Ambito di applicazione

Il regolamento si applica ai documenti pubblici rilasciati dalle autorità di uno Stato membro conformemente alla sua legislazione nazionale e il cui obiettivo principale è accertare uno dei seguenti fatti: nascita, esistenza in vita, decesso, nome, matrimonio, capacità di contrarre matrimonio, stato civile, divorzio, separazione personale o annullamento del matrimonio, unione registrata, capacità di sottoscrivere un’unione registrata, stato di unione registrata, scioglimento di un’unione registrata, separazione personale o annullamento di un’unione registrata, filiazione, adozione, domicilio e/o residenza, o cittadinanza.
Il regolamento si applica ai “documenti pubblici” che l’art. 2 individua come: a) i documenti emanati da un’autorità o da un funzionario appartenente ad una delle giurisdizioni di uno Stato membro, ivi compresi quelli emanati dal pubblico ministero, da un cancelliere o da un ufficiale giudiziario, b) i documenti amministrativi; c) gli atti notarili; d) le dichiarazioni ufficiali come le annotazioni di registrazioni, visti per la data certa e autenticazioni di firme, apposte su una scrittura privata; e) documenti redatti da agenti diplomatici o consolari di uno Stato membro che agiscono nell’esercizio delle loro funzioni nel territorio di qualsiasi Stato, ove tali documenti debbano essere presentati sul territorio di un altro Stato membro o agli agenti diplomatici o consolari di un altro Stato membro che agiscono nel territorio di un paese terzo. Si tratta sicuramente di una definizione che contiene una tipologia di documenti molto numerosa. Ne deriva che anche l’applicazione dovrebbe riferirsi a numerose attività che si svolgono nei diversi Stati e, quindi, la piena realizzazione del regolamento consentirebbe realmente di semplificare le procedure a carico dei cittadini, favorendo effettivamente la libera circolazione delle persone.
Non si applica invece a passaporti e carte di identità in quanto tali documenti non sono soggetti a legalizzazione od altre formalità quando vengono presentati in uno Stato membro. Non si applica neanche ai documenti pubblici rilasciati dalla autorità di uno Stato terzo o alle copie autentiche di tali documenti prodotti da uno Stato membro. Ad esempio, se venisse presentato in Germania un certificato di nascita rilasciato dalle competenti autorità del Brasile, il regolamento 2016/1191 non può essere utilizzato per presentare in Italia né quel certificato né la copia autenticata rilasciata dall’autorità tedesca che lo aveva ricevuto. Inoltre, il regolamento non pregiudica l’applicazione del diritto dell’Unione che contiene disposizioni sulla legalizzazione, su formalità analoghe o altre formalità, come il regolamento (CE) n. 2201/2003.

▶ [DA FARE] Ricopia senza modifiche la parte del brano sull'ambito di applicazione del regolamento che va da "Il regolamento si applica ai documenti" a "residenza, o cittadinanza.".

▶ [DATI REGISTRATI]
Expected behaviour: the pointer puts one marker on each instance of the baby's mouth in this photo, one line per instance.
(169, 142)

▶ [RISPOSTA AL PROBLEMA]
Il regolamento si applica ai documenti pubblici rilasciati dalle autorità di uno Stato membro conformemente alla sua legislazione nazionale e il cui obiettivo principale è accertare uno dei seguenti fatti: nascita, esistenza in vita, decesso, nome, matrimonio, capacità di contrarre matrimonio, stato civile, divorzio, separazione personale o annullamento del matrimonio, unione registrata, capacità di sottoscrivere un’unione registrata, stato di unione registrata, scioglimento di un’unione registrata, separazione personale o annullamento di un’unione registrata, filiazione, adozione, domicilio e/o residenza, o cittadinanza.